Required task => Find the line that contains "If you could place a marker on the blue trash"; then retype it and each line after it, exactly, through the final line of the data below.

Data listing =>
——

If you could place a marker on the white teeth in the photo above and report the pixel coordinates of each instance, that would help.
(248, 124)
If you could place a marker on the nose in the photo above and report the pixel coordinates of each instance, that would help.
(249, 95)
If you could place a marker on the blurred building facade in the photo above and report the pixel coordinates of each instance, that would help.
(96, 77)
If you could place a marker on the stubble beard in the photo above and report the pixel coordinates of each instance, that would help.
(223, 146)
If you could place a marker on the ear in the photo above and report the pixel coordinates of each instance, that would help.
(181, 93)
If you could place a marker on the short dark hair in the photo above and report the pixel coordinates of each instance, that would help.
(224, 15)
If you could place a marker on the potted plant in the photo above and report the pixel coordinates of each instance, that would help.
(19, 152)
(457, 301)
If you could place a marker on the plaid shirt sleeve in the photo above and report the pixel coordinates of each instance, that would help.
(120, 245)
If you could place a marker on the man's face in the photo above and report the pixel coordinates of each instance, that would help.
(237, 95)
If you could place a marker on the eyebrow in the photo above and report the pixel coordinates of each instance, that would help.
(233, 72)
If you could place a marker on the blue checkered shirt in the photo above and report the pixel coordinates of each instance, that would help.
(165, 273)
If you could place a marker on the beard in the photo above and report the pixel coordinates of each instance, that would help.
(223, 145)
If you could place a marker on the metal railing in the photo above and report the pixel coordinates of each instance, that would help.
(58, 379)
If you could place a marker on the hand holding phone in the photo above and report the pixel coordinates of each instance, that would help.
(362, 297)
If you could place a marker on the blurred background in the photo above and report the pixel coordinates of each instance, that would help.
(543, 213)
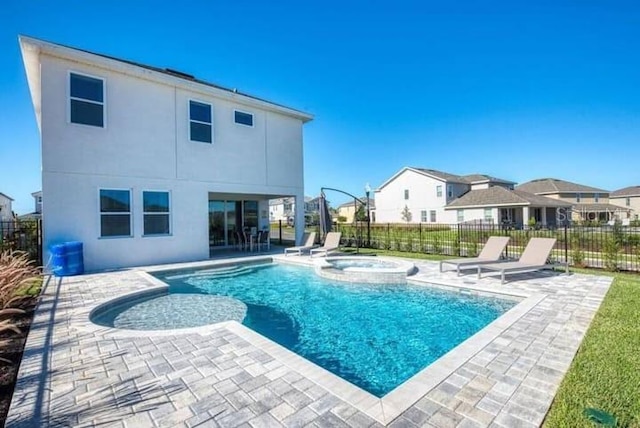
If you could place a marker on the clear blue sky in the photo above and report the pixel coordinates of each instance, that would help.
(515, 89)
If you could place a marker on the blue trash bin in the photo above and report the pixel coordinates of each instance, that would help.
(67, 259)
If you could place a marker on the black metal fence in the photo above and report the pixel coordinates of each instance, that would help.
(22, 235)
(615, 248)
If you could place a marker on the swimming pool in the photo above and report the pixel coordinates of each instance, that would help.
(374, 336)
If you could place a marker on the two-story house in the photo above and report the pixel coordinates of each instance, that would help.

——

Correct answer =>
If you could place a marker on the blue trash bin in the photo above and report the pixel coordinates of each instance, that would help.
(67, 259)
If you could place a marker on the black metal fence in the photo above and report the pixel coordinates of each instance, that would help.
(22, 235)
(615, 248)
If you could place a marker on the swimming pool in the photo above and report the pixel coordinates of each instance, that would help.
(374, 336)
If you could place a marker on the two-story house in the photo above and report the pixel coordinates of each instance, that would help.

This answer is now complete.